→ **What is asked**
1. In the excerpt on standing to appeal, copy everything from "[16] At the" down to "or Métis communities.".
2. Copy each line of the rows that contains the string "boot".

→ **Extract provided**
.....
C. ANALYSIS OF THE ISSUES
The First Issue: Standing
[14] Section 104(2) of the Child, Youth and Family Services Act, S.O. 2017, c. 14, Sched. 1, (“the Act”), provides that where a child is placed in a society’s care and custody or supervision, any person may apply for access.
[15] Further to that provision, the trial judge added the appellant as a party to the disposition hearing. The appellant was given an opportunity to put forward a plan of care for both R. and C. at that time and the court accepted his plan of care for C, subject to Society supervision and the terms and conditions set out by the trial judge.
[16] At the same time, s. 121(1) of the Act specifically limits who may appeal to the Superior Court of Justice from a child protection order. It provides that an appeal to the Superior Court may only be brought by:
(a) the child, if the child is entitled to participate in the proceeding under subsection 79 (6) (child’s participation);
(b) any parent of the child;
(c) the person who had charge of the child immediately before intervention under this Part;
(d) a Director or local director; or
(e) in the case of a First Nations, Inuk or Métis child, a person described in clause (a), (b), (c) or (d) or a representative chosen by each of the child’s bands and First Nations, Inuit or Métis communities.
[17] None of the parties raised before the Superior Court of Justice or this court the issue of the appellant’s standing to appeal to the Superior Court of Justice.
[18] Instead, the issue was raised by this court prior to the hearing and the parties were requested to address it.
[19] In argument, the appellant took the position that he had a right to appeal the decision denying him access to R. since R. was living with him before being taken into care, he was in loco parentis (or in the place of a parent to R.), and he prepared a parenting plan at the disposition hearing. In essence, his position is that he qualified to appeal under s.121(1)(b) as “any parent of the child”.
.....
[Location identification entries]
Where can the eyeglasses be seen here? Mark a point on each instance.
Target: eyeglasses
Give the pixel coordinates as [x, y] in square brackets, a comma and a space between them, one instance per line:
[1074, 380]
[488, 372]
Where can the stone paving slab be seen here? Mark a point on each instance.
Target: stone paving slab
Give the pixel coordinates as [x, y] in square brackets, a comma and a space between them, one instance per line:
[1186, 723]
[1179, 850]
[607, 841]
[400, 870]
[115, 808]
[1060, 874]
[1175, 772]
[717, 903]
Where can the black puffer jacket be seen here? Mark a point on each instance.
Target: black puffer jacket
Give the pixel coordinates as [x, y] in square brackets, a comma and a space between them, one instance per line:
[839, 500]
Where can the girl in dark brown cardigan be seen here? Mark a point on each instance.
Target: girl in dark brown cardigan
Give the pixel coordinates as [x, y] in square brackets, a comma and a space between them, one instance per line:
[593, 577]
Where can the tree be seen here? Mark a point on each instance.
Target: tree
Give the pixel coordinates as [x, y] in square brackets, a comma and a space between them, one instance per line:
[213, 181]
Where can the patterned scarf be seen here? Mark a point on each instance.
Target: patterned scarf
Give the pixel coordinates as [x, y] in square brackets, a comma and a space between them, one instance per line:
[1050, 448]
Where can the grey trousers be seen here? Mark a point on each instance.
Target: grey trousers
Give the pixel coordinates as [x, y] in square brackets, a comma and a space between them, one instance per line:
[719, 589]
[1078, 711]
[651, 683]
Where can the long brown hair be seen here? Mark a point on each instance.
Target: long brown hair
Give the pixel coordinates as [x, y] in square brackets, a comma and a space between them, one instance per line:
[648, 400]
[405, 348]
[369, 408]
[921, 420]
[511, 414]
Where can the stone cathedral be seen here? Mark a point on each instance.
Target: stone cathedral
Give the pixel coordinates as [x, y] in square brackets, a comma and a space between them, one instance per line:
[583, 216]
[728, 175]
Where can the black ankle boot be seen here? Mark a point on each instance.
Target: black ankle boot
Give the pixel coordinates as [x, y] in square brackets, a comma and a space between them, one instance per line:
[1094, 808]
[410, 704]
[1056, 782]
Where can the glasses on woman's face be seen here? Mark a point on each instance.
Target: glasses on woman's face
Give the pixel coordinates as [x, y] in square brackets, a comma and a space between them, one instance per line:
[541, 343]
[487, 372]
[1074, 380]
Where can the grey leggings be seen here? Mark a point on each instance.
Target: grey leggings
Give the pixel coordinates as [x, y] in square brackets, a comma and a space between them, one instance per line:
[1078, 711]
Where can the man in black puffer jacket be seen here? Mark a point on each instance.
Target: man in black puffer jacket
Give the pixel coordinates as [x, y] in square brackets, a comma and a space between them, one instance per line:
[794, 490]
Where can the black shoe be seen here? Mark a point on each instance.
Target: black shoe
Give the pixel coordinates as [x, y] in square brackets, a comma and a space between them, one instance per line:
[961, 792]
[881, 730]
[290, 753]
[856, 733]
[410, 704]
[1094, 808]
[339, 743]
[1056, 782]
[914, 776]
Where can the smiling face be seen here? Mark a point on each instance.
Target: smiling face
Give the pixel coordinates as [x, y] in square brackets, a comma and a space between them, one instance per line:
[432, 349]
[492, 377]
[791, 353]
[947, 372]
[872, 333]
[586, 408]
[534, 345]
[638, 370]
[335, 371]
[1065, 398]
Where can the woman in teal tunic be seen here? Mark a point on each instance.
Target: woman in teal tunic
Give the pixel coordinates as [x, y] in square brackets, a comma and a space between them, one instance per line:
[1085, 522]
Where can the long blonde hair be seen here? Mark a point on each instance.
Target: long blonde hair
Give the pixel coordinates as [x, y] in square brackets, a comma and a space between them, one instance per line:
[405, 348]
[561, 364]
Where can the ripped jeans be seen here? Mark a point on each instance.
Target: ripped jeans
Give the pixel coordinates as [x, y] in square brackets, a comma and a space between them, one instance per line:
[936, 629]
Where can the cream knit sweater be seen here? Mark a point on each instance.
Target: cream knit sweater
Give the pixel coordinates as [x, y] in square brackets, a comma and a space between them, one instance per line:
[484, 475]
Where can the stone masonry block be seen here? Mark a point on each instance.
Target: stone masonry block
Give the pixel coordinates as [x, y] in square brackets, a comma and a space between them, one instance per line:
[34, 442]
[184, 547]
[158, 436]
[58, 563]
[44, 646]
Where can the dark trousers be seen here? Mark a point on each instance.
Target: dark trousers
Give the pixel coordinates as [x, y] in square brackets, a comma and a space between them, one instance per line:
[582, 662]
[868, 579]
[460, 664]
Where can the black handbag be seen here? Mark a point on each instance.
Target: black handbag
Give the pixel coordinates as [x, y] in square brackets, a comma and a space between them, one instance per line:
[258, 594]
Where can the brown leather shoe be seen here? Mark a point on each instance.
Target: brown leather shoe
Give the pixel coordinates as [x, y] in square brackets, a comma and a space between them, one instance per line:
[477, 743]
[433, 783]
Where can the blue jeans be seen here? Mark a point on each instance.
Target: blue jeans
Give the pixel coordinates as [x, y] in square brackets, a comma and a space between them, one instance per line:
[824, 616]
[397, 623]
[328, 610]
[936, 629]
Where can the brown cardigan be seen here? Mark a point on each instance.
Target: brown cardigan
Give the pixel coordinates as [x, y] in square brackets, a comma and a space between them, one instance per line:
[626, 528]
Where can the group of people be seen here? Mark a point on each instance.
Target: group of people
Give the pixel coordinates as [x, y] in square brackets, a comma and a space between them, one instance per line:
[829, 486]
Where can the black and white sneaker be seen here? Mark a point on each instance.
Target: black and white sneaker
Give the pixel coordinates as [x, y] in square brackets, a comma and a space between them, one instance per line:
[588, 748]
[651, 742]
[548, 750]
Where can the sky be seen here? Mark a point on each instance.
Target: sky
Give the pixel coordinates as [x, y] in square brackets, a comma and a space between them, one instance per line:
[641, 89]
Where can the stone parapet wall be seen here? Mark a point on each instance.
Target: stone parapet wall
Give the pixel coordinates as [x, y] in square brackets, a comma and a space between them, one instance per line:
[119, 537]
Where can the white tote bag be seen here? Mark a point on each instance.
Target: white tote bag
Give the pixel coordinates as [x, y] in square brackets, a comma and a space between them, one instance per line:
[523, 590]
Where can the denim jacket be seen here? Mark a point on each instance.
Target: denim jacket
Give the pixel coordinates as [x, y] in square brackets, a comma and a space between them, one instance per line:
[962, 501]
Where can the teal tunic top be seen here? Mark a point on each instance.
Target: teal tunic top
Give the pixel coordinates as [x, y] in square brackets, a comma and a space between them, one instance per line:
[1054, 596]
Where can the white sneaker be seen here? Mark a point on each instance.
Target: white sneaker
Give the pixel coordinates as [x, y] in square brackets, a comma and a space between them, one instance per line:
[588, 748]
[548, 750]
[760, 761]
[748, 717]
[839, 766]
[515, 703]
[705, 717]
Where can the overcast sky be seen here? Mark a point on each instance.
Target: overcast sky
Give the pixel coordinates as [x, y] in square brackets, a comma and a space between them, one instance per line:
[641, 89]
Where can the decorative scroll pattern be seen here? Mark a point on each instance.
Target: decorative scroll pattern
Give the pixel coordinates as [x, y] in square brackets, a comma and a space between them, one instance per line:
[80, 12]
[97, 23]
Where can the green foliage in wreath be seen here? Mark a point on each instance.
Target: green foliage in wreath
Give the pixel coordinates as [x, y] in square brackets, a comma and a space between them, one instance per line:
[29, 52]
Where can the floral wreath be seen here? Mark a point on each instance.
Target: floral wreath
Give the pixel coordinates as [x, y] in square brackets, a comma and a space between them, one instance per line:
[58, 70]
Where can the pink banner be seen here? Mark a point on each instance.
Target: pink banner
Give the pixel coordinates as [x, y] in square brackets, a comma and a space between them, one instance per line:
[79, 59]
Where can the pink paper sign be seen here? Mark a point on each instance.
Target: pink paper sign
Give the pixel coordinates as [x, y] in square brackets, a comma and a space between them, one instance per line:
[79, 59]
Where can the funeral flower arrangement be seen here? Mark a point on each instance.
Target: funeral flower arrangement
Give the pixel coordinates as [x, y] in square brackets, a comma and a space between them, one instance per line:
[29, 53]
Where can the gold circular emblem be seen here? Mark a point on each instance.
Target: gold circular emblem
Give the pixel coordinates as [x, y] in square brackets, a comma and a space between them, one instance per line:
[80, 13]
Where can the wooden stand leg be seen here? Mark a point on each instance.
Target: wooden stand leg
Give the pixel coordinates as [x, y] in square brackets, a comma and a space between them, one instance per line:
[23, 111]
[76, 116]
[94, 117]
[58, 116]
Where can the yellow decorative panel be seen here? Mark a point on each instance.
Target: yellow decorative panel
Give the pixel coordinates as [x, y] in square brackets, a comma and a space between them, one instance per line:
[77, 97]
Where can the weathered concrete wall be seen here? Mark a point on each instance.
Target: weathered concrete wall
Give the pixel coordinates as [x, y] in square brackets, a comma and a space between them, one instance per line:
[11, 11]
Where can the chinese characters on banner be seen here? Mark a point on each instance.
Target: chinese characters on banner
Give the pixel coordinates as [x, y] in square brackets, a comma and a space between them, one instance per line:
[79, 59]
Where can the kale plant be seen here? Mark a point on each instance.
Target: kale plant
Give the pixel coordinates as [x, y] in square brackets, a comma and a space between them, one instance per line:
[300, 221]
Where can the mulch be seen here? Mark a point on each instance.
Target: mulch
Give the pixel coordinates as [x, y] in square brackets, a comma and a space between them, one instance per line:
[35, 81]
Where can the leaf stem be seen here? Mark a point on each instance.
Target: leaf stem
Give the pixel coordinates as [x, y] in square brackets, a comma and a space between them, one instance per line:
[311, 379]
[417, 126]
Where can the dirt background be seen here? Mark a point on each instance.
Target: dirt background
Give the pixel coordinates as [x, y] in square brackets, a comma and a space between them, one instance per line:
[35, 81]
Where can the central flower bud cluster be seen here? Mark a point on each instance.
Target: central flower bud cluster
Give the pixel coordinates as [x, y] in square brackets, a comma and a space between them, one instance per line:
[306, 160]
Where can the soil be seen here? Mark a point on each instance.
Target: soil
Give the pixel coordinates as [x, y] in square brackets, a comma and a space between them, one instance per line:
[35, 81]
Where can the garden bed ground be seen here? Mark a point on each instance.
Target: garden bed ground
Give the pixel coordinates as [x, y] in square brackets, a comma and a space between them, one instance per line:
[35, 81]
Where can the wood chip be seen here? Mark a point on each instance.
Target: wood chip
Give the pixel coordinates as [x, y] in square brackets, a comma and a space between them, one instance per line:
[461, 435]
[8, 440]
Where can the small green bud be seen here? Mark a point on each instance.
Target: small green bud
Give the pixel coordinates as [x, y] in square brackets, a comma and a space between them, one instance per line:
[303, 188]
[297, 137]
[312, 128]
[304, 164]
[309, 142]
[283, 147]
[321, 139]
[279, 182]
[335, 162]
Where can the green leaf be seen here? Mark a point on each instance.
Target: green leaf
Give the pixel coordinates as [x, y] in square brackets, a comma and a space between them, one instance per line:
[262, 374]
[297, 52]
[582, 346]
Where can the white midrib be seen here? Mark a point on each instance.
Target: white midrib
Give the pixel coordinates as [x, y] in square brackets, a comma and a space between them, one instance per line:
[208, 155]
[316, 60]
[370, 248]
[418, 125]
.....
→ **Task results**
1.
[16] At the same time, s. 121(1) of the Act specifically limits who may appeal to the Superior Court of Justice from a child protection order. It provides that an appeal to the Superior Court may only be brought by:
(a) the child, if the child is entitled to participate in the proceeding under subsection 79 (6) (child’s participation);
(b) any parent of the child;
(c) the person who had charge of the child immediately before intervention under this Part;
(d) a Director or local director; or
(e) in the case of a First Nations, Inuk or Métis child, a person described in clause (a), (b), (c) or (d) or a representative chosen by each of the child’s bands and First Nations, Inuit or Métis communities.

2.
Where can the black ankle boot be seen here? Mark a point on each instance.
Target: black ankle boot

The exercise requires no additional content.